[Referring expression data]

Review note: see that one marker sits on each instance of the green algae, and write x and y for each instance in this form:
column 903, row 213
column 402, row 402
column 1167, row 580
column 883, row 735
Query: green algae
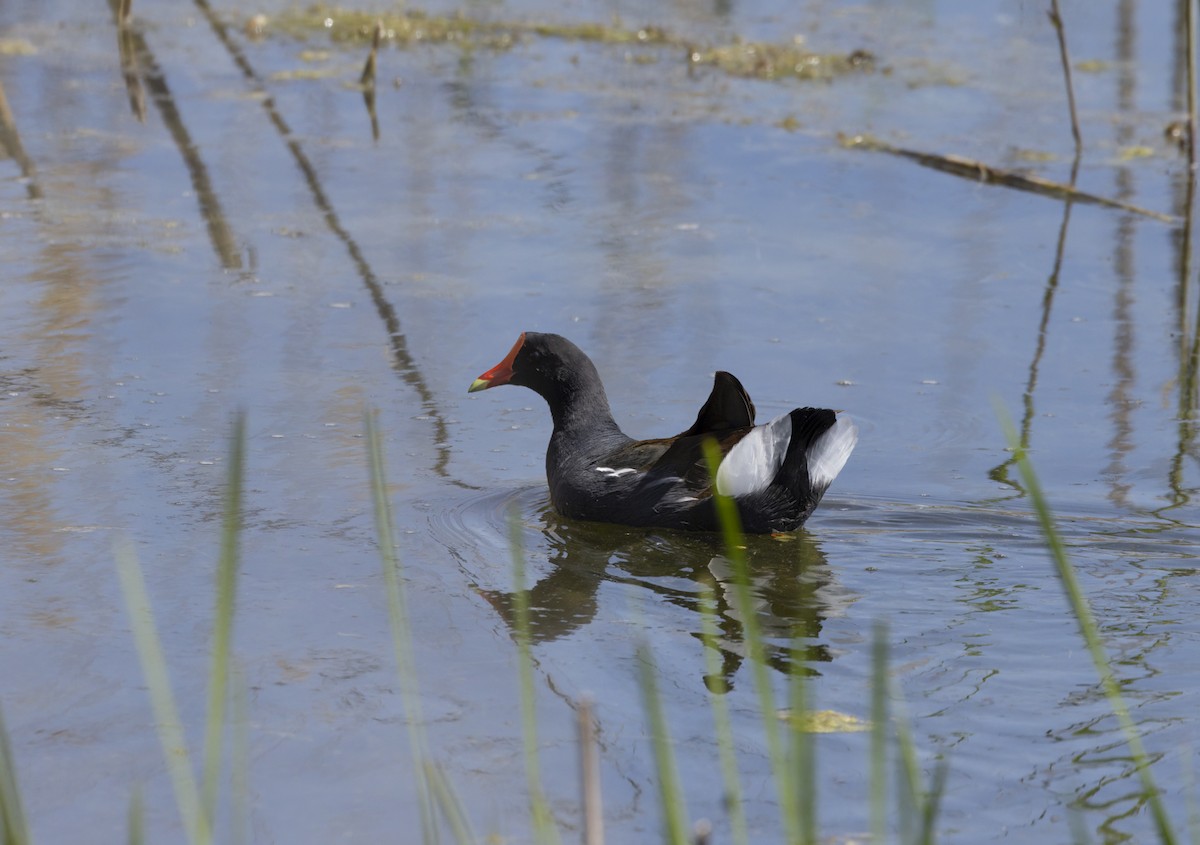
column 778, row 61
column 409, row 27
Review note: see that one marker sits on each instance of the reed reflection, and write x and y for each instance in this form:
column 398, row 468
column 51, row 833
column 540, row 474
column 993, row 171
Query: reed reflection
column 791, row 585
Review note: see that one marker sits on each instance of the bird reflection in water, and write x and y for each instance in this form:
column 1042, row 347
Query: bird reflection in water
column 792, row 588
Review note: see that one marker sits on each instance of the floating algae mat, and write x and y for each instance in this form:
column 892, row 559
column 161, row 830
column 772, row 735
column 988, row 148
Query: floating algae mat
column 412, row 27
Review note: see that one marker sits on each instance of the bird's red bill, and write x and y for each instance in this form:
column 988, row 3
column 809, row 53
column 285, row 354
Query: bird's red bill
column 502, row 372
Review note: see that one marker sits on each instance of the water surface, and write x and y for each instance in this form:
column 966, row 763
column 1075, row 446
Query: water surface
column 251, row 244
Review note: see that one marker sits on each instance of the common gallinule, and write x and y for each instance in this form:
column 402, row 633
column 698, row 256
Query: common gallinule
column 777, row 473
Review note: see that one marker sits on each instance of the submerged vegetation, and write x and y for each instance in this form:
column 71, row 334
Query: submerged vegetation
column 911, row 816
column 411, row 27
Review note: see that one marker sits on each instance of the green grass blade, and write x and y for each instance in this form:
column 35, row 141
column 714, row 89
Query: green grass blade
column 731, row 531
column 723, row 725
column 880, row 732
column 239, row 777
column 222, row 624
column 401, row 635
column 448, row 801
column 931, row 802
column 13, row 826
column 1090, row 631
column 543, row 819
column 675, row 814
column 162, row 699
column 910, row 799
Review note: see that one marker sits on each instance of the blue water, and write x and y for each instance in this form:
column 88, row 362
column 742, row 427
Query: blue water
column 251, row 246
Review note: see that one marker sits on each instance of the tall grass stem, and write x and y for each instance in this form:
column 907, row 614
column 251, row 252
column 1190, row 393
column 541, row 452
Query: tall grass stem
column 1089, row 630
column 13, row 826
column 589, row 777
column 401, row 635
column 675, row 815
column 162, row 699
column 879, row 732
column 723, row 725
column 543, row 819
column 222, row 624
column 731, row 531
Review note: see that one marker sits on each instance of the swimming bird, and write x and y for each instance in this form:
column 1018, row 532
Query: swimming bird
column 775, row 473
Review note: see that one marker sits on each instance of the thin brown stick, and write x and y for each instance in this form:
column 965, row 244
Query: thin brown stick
column 589, row 762
column 978, row 171
column 369, row 70
column 1056, row 19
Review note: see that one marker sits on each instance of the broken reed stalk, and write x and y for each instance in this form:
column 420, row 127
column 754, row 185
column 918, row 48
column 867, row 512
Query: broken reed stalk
column 978, row 171
column 369, row 70
column 1191, row 34
column 1056, row 19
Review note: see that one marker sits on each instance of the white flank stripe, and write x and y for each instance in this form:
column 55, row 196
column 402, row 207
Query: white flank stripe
column 753, row 463
column 831, row 451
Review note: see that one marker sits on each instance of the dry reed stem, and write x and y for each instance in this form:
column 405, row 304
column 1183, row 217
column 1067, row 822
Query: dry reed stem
column 1056, row 19
column 970, row 168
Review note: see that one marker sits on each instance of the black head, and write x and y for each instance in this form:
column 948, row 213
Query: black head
column 553, row 367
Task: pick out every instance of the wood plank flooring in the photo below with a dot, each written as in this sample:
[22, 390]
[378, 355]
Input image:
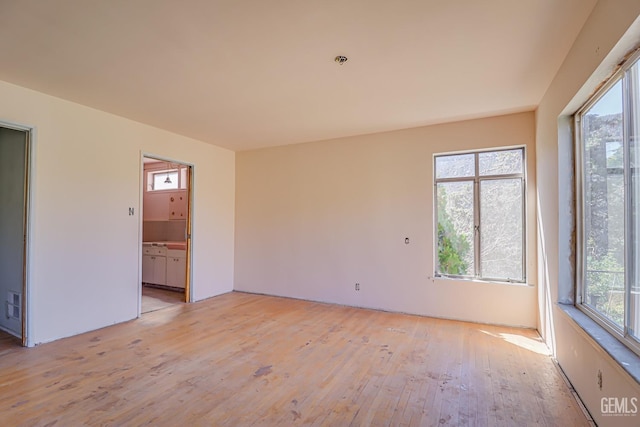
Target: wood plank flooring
[241, 359]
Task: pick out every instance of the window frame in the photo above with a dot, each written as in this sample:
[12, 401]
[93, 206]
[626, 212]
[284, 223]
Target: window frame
[476, 179]
[181, 180]
[622, 334]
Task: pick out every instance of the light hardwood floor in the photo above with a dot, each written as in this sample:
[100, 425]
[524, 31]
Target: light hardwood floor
[241, 359]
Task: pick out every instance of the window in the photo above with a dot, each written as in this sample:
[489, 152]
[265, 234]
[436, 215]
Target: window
[607, 130]
[480, 215]
[169, 179]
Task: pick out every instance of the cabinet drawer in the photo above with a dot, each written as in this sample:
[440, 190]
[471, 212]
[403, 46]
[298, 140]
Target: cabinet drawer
[154, 250]
[176, 253]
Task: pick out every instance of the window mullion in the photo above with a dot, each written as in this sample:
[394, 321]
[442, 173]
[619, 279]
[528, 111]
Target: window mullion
[626, 161]
[476, 217]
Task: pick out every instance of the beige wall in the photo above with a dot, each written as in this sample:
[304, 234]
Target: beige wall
[84, 247]
[607, 35]
[314, 219]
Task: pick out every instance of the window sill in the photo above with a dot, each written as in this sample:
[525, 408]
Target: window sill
[627, 359]
[474, 280]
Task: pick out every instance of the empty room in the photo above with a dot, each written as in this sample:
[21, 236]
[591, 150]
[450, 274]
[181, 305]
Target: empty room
[359, 212]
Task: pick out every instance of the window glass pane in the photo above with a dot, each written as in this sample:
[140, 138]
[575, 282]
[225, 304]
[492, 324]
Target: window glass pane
[634, 163]
[455, 166]
[501, 229]
[455, 228]
[602, 136]
[500, 162]
[166, 180]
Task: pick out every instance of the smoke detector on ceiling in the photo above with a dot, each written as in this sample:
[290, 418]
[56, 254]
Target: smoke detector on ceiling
[340, 59]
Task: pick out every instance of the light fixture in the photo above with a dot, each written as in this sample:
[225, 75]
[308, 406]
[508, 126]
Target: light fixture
[340, 59]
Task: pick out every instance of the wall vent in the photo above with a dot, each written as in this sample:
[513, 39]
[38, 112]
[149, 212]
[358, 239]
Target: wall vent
[14, 305]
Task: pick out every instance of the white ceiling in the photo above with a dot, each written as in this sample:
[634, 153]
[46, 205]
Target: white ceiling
[245, 74]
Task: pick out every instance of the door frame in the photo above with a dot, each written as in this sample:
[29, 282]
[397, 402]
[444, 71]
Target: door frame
[188, 288]
[27, 227]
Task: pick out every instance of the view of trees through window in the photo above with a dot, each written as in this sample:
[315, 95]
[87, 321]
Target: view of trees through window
[602, 132]
[480, 215]
[610, 263]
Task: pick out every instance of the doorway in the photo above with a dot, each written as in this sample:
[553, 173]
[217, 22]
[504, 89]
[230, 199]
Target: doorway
[166, 233]
[14, 193]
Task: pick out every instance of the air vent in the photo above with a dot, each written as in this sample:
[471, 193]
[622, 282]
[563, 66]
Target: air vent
[14, 305]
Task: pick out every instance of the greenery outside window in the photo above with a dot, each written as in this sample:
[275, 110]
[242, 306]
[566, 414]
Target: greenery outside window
[608, 216]
[480, 215]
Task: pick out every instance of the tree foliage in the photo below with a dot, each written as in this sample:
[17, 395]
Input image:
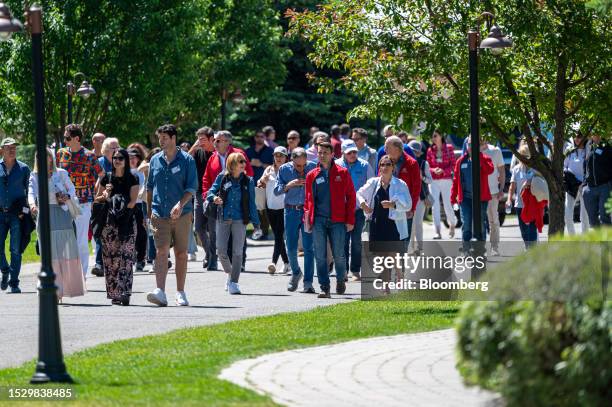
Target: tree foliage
[411, 58]
[150, 61]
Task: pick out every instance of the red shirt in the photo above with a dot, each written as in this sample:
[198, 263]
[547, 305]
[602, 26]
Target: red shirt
[486, 168]
[342, 195]
[214, 168]
[410, 173]
[447, 162]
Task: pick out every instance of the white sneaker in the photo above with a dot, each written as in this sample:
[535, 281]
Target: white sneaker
[157, 297]
[257, 234]
[271, 268]
[233, 288]
[181, 299]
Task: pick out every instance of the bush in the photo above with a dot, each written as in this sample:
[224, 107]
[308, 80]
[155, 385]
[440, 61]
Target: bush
[538, 353]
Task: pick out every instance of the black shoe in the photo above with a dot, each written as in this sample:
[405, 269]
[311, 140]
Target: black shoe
[97, 271]
[324, 293]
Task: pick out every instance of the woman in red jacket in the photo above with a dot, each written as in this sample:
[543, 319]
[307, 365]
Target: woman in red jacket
[461, 192]
[441, 160]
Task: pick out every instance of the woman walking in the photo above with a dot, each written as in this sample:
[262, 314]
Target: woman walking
[119, 190]
[573, 177]
[276, 209]
[234, 194]
[385, 200]
[64, 250]
[441, 159]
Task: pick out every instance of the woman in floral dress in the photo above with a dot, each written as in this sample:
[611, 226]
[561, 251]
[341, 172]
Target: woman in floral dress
[119, 190]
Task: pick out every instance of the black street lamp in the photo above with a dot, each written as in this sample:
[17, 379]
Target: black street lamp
[50, 366]
[496, 41]
[84, 91]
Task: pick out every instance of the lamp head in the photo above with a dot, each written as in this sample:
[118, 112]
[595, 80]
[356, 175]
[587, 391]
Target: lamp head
[496, 40]
[8, 24]
[85, 90]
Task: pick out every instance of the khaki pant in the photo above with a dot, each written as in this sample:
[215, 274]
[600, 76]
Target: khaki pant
[169, 232]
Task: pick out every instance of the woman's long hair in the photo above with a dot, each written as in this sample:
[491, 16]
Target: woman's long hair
[50, 155]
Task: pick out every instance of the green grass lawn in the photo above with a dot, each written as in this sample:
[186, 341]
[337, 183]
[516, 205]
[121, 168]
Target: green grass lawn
[181, 367]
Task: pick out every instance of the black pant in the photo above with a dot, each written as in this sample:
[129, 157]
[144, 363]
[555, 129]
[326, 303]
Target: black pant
[141, 233]
[277, 222]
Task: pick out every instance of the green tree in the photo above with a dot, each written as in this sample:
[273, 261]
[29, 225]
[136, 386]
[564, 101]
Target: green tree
[410, 58]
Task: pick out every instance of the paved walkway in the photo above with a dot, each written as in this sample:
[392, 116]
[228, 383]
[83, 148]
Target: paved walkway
[403, 370]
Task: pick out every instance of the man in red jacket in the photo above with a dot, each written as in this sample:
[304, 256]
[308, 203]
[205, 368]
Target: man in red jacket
[214, 167]
[461, 192]
[329, 210]
[407, 169]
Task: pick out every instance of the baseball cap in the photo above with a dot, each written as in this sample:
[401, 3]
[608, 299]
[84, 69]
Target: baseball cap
[416, 146]
[8, 141]
[348, 146]
[280, 150]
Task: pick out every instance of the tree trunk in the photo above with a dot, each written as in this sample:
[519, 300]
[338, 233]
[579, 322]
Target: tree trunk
[556, 207]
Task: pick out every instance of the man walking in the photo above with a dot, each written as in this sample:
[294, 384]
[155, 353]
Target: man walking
[497, 180]
[201, 151]
[14, 178]
[290, 181]
[407, 169]
[84, 169]
[170, 188]
[330, 212]
[360, 172]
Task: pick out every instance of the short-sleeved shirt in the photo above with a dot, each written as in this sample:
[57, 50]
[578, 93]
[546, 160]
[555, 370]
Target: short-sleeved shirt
[83, 168]
[121, 185]
[265, 155]
[495, 154]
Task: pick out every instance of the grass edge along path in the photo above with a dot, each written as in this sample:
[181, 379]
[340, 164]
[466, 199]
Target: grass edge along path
[181, 367]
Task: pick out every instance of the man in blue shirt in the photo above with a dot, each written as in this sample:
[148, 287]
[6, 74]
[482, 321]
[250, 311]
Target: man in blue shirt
[14, 178]
[171, 186]
[261, 157]
[290, 181]
[360, 171]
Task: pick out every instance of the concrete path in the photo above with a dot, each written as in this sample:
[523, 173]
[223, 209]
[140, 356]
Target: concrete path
[404, 370]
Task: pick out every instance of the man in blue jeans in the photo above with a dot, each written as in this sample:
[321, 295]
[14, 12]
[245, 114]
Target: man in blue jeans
[290, 181]
[329, 210]
[14, 178]
[360, 171]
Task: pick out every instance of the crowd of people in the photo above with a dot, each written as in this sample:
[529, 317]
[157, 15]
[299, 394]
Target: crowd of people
[318, 200]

TASK TO CARRY OUT:
Among the lines above, return each one holding the string "below".

FINISHED TASK:
Task: pick out every instance of the wood plank flooring in the photo below with a dot, each written as in this sample:
Task: pick out every instance of the tree foliage in the photo below with a dot, each written as in this sample:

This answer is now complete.